* [WRITTEN REQUEST]
Word for word, repeat the entries, minus the pictures.

* [EXERCISE INPUTS]
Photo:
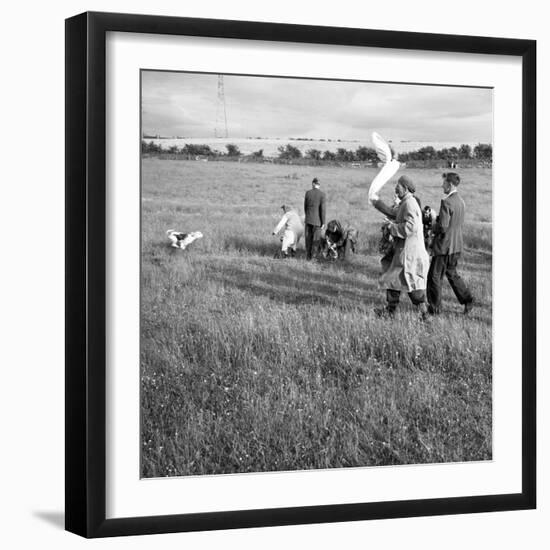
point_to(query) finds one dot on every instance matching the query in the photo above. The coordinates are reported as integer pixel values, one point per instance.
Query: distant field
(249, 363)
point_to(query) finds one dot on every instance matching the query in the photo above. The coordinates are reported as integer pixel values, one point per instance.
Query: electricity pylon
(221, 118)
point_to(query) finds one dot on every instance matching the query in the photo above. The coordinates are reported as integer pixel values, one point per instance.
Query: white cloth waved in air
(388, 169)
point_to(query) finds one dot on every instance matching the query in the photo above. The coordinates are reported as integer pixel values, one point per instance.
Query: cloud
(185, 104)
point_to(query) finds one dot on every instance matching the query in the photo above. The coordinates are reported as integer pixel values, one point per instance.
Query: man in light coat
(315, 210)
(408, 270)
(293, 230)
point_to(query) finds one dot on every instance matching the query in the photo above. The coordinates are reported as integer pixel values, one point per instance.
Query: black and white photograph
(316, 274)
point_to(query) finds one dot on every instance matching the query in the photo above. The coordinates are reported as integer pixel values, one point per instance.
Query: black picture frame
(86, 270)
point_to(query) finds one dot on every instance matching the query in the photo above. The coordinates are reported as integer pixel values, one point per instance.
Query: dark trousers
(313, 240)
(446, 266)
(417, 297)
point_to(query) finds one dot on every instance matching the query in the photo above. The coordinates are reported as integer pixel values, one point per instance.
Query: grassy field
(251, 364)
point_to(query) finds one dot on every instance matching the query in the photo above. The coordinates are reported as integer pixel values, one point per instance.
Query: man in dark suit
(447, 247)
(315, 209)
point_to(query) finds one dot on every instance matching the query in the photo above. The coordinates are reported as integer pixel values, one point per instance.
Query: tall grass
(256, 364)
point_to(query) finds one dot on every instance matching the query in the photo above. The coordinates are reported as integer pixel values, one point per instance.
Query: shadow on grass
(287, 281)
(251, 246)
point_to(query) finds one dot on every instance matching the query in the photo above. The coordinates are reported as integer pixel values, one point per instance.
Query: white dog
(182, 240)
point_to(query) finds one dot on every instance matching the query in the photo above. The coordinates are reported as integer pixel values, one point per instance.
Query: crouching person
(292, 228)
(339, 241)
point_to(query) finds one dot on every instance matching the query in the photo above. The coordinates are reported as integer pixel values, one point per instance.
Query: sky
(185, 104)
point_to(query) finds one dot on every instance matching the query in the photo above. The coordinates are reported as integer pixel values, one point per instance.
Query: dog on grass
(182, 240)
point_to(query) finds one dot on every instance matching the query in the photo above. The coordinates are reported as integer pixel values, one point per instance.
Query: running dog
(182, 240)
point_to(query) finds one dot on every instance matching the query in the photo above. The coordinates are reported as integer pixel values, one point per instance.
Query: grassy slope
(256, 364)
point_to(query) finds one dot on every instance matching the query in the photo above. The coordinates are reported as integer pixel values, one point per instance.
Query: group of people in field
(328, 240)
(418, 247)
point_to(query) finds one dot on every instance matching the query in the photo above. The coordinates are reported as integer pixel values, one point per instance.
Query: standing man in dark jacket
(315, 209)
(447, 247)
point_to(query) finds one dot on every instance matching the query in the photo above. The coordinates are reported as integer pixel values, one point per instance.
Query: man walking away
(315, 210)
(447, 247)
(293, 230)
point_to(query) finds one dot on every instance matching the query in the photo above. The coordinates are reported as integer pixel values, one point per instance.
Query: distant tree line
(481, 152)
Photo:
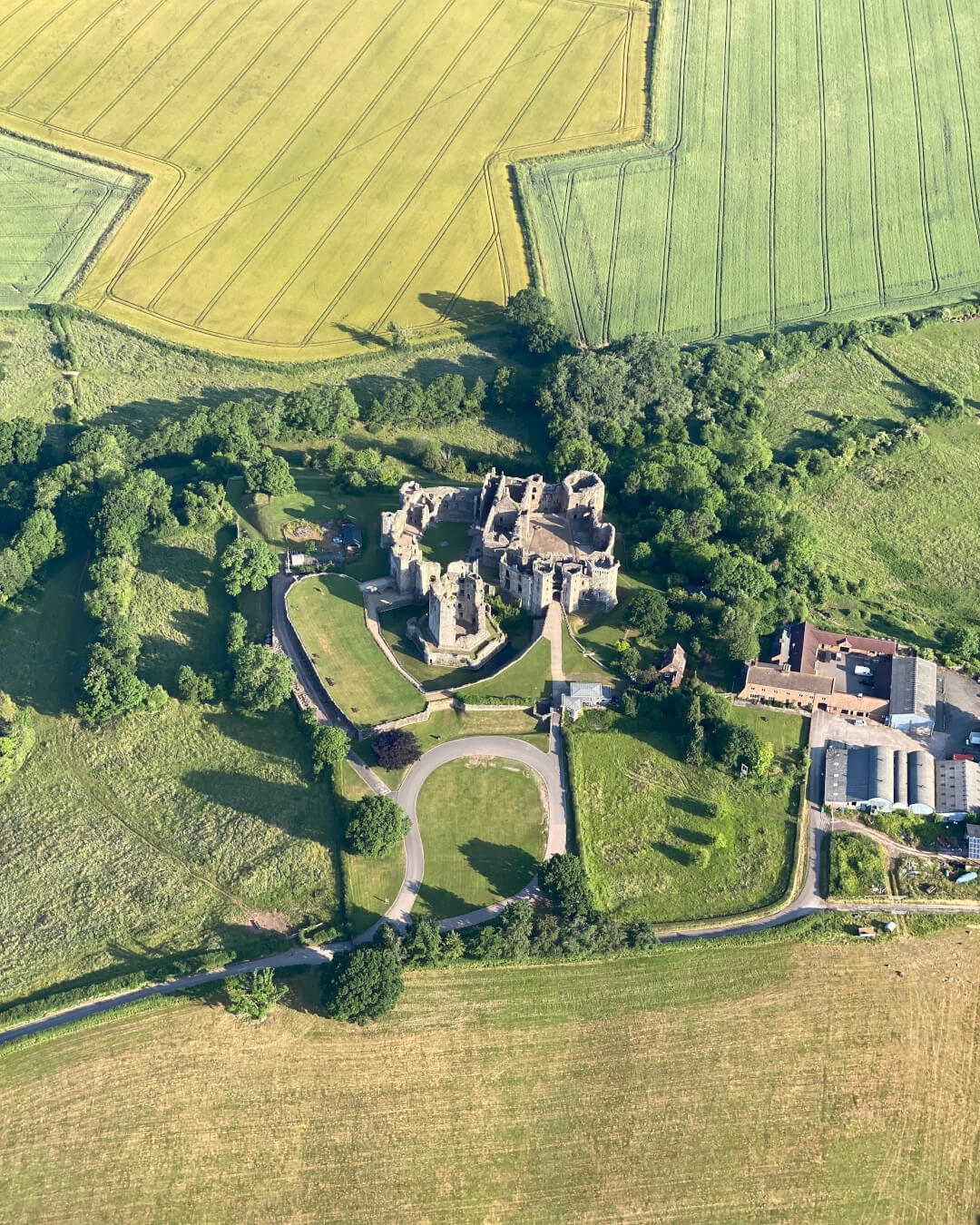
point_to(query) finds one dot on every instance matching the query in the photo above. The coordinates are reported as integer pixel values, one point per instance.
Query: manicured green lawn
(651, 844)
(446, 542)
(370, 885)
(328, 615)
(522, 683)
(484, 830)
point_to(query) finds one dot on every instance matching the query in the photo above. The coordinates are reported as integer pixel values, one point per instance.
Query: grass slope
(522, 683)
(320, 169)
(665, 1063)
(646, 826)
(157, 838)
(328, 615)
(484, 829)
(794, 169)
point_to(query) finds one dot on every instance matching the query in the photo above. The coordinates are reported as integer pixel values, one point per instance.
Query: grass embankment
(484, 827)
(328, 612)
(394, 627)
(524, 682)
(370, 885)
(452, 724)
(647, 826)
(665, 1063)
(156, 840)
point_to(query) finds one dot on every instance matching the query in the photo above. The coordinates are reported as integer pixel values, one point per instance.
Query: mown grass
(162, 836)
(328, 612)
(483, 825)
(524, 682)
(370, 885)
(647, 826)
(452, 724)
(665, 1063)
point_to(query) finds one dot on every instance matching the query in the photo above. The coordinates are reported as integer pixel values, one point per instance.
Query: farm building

* [WRITTEN SOLUTION]
Photo:
point_to(query) finds one dot on every instance matching the query in the photo above. The coordinates are reported as integer pixel values, one point per instance.
Query: distant field
(249, 363)
point_to(query) finds one dot on every instance matching the query in the photo above. The coordinates are reported as integer pixel values, one point per instance.
Query: electricity pylon
(221, 118)
point_to(query) finds one dot on every instance matching the query in the photo above. The coordinates are reported as integer pixel values, one point per instance.
Query: white cloth waved in air
(388, 169)
point_to(query) finds one dot on every instance matching the query in the photo above. The coordinates are reported as integer pixel values, one point per instance.
Query: cloud
(185, 104)
point_to(query) finds one dot on every instance matching the query in the photo above. The coordinates are reported as integer pixel values, one point per instance.
Query: man in light coat
(315, 210)
(408, 270)
(293, 230)
point_to(query) finds one dot on every instance matching the query in the photo above. The coordinates are reported as integer pixel values, one point per instance.
Query: black and white photograph
(316, 274)
point_to(query) finds one dot on every instance matching the query in the photo above. The coordinates are reported as integer pixel values, one point per instance.
Query: black picture frame
(86, 270)
point_to(query) finds one dot on every instance matching the query in the photo above. The coordinates are reported as integer pixel values, one point per instance.
Query: dark trousers
(313, 240)
(446, 266)
(417, 297)
point_to(query) finds one dot on every instance matching the query in the photo above. The coordinates are reported as integer pixel values, one point per instance.
Query: grassy field
(251, 364)
point_to(query) finds one dot on every instance matching the query in the photo above. The coordinates are reported as integer pixel values, one point per instance.
Query: man in dark suit
(447, 247)
(315, 209)
point_to(query) finds one dot on every instance matching the query in the photo above. The coordinates are reported as integer pixel values, one point per instance.
Query: tall grass
(256, 364)
point_to(query) finds one dot on every instance matching the query in the photo above. The coordinates are reported as integer pixel values, one point per instance.
Query: shadow on grass
(287, 281)
(251, 246)
point_to(query) finds one dot on every instance matching the query in the photo above. The coordinates are reported as integer pixel values, one point per instance.
Query: white dog
(182, 240)
point_to(query) finds one dot on every instance matching the query in the photo above. The coordinates are reported as integer pixel values, one point per instance.
Query: crouching person
(292, 228)
(339, 241)
point_to(query) finds one dot on every instance matching the query in the photo above. The coordinates are reported as integer pixel values, one point per instance.
Query: sky
(185, 104)
point_to(query) finds one dot on every instance matching the query in the photo above. The coordinates are reported as integer pixel values, one point per instance.
Query: dog on grass
(182, 240)
point_to(query) finds one dot on every instance matching the query in the photo above. The coordinates are reported as integer pixel values, one point per instance.
Query: running dog
(182, 240)
point_to(query) finds one dot on every instance matching the query in the photo above. The coordinates are reported as integer pixel values, one point per instance.
Query: grassy slope
(256, 364)
point_to(query) finds one dot on every instance matching the query in the photo above. The coordinates are reported as integer pixel values, one point per instance.
Query: group of people in field
(328, 240)
(418, 247)
point_to(query) finds one dot on every instance matching the query in the photo above. The coordinates are reported as integer pixel values, one point per instance.
Query: standing man in dark jacket
(315, 209)
(447, 247)
point_to(query) finds one dot on every instance matching the query in the photo above. The coordinates are reported as integer pixel values, one point per instance.
Query: man walking away
(315, 210)
(447, 247)
(293, 230)
point_to(query) finds one dot on every instance matching the query in the photo above. The coordinates are reported as integer pixel values, one point per instance.
Query: distant tree line
(481, 152)
Photo:
point_to(query) finds one dot on every instance matching the query in the photo above. The coordinates are reported as integer pixel values, one point per instance.
Query: manicured green lawn
(651, 844)
(446, 542)
(370, 885)
(328, 615)
(522, 683)
(484, 830)
point_to(query) finds one dot on every instance matching the query in the photo above. The coordinates are reported as integer pixel values, one point per instance.
Query: grass slope
(522, 683)
(320, 169)
(665, 1063)
(646, 826)
(157, 838)
(328, 615)
(484, 829)
(794, 169)
point_to(query) finds one dot on every instance matching the query in the photo above. The coordinates are reported as integer pixel values, one point per instance.
Query: grass embankment
(484, 827)
(328, 612)
(394, 627)
(524, 682)
(370, 885)
(452, 724)
(647, 826)
(665, 1063)
(156, 840)
point_to(query) finds one dot on every instance matching the query in the photo above. The coordinates are reported as integer pixel values, one point per instance.
Query: mown grass
(162, 836)
(328, 612)
(483, 825)
(524, 682)
(370, 885)
(647, 826)
(452, 724)
(665, 1063)
point_to(query) finds one dot on every instance matching the query in the photo above. The coordinates are reported as integer pixel values, one point per instance.
Query: farm building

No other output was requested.